++++ Input for this task
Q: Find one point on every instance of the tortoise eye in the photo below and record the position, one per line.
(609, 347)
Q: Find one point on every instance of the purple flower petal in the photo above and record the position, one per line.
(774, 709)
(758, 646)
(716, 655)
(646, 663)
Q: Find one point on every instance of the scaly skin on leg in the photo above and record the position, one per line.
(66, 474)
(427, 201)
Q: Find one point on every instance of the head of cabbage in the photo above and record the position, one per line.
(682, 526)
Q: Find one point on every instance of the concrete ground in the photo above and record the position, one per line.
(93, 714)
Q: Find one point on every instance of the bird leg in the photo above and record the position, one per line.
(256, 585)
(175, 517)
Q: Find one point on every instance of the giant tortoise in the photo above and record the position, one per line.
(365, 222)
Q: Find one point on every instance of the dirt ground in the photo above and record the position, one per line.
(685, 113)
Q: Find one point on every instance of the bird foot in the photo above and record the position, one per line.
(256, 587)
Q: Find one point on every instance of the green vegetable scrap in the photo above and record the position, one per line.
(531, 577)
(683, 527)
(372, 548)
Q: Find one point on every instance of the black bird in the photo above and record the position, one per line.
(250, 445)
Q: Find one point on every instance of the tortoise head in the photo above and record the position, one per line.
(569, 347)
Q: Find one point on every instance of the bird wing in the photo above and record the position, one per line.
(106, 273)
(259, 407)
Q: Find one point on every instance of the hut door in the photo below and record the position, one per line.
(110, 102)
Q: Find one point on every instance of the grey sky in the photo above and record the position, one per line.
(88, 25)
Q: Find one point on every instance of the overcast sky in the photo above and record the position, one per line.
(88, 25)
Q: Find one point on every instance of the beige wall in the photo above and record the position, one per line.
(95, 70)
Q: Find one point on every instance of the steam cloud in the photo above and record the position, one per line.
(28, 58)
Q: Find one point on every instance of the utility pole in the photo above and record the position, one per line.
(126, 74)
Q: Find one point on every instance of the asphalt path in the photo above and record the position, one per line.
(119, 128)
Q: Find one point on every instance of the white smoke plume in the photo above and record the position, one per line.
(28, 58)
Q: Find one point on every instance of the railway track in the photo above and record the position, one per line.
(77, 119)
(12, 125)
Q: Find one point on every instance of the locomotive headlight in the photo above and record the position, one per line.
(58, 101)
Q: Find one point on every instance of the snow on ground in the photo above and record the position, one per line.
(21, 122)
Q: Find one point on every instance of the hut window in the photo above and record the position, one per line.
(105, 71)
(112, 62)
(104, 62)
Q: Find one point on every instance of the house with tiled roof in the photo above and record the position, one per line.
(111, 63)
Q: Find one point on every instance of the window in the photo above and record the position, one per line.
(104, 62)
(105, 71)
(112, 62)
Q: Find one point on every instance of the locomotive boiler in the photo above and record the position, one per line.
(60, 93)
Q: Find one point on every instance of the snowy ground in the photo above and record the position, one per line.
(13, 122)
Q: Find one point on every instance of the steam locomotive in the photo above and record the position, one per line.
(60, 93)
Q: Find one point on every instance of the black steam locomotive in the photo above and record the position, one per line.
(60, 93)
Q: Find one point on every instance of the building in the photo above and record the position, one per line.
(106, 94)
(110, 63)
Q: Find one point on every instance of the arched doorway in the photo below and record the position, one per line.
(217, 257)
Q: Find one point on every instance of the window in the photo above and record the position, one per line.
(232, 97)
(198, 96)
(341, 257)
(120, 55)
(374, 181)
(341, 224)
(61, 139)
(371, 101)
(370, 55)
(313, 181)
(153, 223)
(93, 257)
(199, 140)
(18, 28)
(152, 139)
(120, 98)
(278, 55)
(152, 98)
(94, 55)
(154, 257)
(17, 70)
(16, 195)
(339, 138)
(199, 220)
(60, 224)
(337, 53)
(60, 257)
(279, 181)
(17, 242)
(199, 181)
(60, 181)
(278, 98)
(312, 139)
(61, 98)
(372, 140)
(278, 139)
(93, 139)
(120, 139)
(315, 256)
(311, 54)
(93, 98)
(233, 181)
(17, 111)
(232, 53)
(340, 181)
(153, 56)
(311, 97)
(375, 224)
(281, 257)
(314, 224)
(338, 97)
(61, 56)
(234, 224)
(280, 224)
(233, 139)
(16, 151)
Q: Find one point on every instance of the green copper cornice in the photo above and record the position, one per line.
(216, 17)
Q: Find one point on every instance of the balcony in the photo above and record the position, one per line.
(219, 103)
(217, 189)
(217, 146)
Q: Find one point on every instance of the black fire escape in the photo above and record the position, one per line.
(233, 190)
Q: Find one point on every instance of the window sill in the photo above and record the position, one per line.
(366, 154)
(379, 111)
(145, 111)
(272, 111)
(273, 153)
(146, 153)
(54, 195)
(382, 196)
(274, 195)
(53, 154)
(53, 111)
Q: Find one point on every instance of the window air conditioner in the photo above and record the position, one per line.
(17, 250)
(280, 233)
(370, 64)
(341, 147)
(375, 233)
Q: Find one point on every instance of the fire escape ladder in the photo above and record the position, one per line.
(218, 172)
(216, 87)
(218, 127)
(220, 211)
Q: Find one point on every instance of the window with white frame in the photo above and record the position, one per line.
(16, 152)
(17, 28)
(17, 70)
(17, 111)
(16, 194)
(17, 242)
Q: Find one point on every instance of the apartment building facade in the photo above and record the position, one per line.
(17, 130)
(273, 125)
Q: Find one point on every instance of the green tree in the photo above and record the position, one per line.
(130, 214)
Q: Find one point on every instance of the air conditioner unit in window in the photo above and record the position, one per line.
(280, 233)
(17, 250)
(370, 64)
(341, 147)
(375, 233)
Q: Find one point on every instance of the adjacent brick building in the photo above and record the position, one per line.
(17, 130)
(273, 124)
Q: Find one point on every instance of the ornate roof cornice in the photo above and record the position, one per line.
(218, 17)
++++++++
Job: Exactly reproduce the lines beginning with the one that contains "Q: Find one point on every instance of the black fire" and ending with the last line of the material, both included. Leave out everything else.

Written reply:
Q: Find one point on every instance of the black fire escape in the photo above and record the position, one per line.
(233, 190)
Q: Find one point on every instance of the window sill in the photo above and record the position, one per line.
(366, 154)
(379, 111)
(145, 111)
(272, 111)
(273, 153)
(146, 153)
(54, 195)
(382, 196)
(274, 195)
(53, 154)
(53, 111)
Q: Find one point on every instance of the window air conditioner in the photo above and record the position, one per line.
(17, 250)
(280, 233)
(370, 64)
(341, 147)
(375, 233)
Q: Find one point on every instance of the fire escape ladder in the photo above and record the position, one per line.
(218, 172)
(216, 87)
(218, 127)
(220, 211)
Q: Find one point on every instance of the window with white frame in the photo above and record the position, one per line.
(16, 152)
(17, 28)
(17, 70)
(17, 111)
(16, 194)
(17, 242)
Q: Find one point on every instance of the apartment building facade in the photo above and record the position, one per line.
(17, 130)
(273, 125)
Q: Find one point on every instance of the green tree in the photo above and record the position, one per line.
(130, 214)
Q: Find one point on every instance of the air conditioner unit in window in the photo above and record the position, one per line.
(280, 233)
(17, 250)
(370, 64)
(341, 147)
(375, 233)
Q: Find one point on every instance of the adjacent brick building in the photo above and record the position, one per line.
(17, 130)
(273, 124)
Q: Find one point on every instance of the ornate roof cornice in the photo above and record the position, one per line.
(218, 17)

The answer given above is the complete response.